What you are asked to do:
Starting at the line containing "Please place a point on the grass" and ending at the last line of the listing, reproduce those lines with every "marker" renamed to "dot" and everything else unchanged.

Task input:
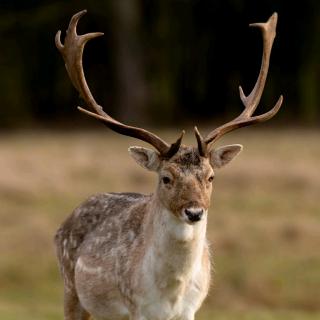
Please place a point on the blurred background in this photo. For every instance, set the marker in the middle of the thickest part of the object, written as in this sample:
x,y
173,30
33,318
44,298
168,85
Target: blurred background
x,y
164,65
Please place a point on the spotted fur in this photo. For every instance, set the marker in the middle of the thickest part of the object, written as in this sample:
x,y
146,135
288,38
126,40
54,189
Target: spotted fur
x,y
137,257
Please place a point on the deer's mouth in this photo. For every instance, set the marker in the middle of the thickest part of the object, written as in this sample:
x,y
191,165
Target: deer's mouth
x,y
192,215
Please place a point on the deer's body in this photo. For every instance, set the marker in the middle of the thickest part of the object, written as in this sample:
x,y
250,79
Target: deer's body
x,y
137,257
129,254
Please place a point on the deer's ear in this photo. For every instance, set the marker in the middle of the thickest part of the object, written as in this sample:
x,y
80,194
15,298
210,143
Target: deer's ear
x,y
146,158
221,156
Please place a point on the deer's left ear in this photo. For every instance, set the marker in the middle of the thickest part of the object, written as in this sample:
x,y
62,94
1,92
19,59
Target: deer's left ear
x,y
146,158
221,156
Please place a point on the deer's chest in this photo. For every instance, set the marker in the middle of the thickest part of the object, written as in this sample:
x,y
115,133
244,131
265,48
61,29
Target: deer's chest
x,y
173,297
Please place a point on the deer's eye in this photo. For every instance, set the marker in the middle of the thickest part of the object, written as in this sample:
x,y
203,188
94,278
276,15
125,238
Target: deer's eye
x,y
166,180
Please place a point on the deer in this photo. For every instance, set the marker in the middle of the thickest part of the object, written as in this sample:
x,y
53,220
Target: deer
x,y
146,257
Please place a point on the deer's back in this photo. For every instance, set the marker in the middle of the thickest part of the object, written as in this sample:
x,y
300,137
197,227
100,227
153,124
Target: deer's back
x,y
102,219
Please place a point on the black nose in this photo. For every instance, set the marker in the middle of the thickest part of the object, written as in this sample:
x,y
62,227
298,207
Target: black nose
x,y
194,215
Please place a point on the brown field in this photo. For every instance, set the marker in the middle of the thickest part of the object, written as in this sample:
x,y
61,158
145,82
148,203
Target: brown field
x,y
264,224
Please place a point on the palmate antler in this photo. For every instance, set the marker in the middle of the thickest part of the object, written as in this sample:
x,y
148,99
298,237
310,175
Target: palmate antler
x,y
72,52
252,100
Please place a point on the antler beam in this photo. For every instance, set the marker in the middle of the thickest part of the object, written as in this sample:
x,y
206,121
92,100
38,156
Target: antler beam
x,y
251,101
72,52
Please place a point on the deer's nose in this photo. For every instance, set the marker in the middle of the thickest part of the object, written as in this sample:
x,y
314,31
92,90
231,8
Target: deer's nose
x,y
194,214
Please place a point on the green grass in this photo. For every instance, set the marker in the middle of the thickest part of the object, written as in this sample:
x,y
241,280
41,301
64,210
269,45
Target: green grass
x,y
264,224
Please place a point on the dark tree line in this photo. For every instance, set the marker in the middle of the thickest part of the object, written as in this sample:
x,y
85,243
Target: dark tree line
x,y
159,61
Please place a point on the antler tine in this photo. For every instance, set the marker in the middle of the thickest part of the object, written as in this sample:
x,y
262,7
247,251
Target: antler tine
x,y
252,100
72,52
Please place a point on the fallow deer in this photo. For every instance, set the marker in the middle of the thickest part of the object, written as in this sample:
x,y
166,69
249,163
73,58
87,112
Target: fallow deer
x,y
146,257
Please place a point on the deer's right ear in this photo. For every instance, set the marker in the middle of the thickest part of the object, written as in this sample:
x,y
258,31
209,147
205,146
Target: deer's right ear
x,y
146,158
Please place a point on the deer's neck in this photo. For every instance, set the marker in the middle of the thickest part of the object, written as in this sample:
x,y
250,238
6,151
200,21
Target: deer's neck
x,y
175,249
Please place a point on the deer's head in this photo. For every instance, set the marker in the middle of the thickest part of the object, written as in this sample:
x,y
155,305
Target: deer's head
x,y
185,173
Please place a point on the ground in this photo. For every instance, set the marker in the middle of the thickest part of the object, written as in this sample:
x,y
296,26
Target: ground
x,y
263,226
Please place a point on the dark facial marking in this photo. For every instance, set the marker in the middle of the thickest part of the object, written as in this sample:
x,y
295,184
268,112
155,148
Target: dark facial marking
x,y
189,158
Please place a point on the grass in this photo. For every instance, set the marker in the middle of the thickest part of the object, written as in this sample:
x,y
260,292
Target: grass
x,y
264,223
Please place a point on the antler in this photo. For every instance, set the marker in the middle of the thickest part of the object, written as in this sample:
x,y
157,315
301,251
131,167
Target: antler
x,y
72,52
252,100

Correct result:
Please place a point on the grass in this photo. For every instance, set the dot in the middle of the thickest part of the object, written as in this sample:
x,y
260,292
Target: grass
x,y
264,223
Please place a point on the antler in this photo. For every instance, set the dot in the middle of the thickest part of the object, written as in this sample:
x,y
157,315
301,251
131,167
Target: antler
x,y
72,52
252,100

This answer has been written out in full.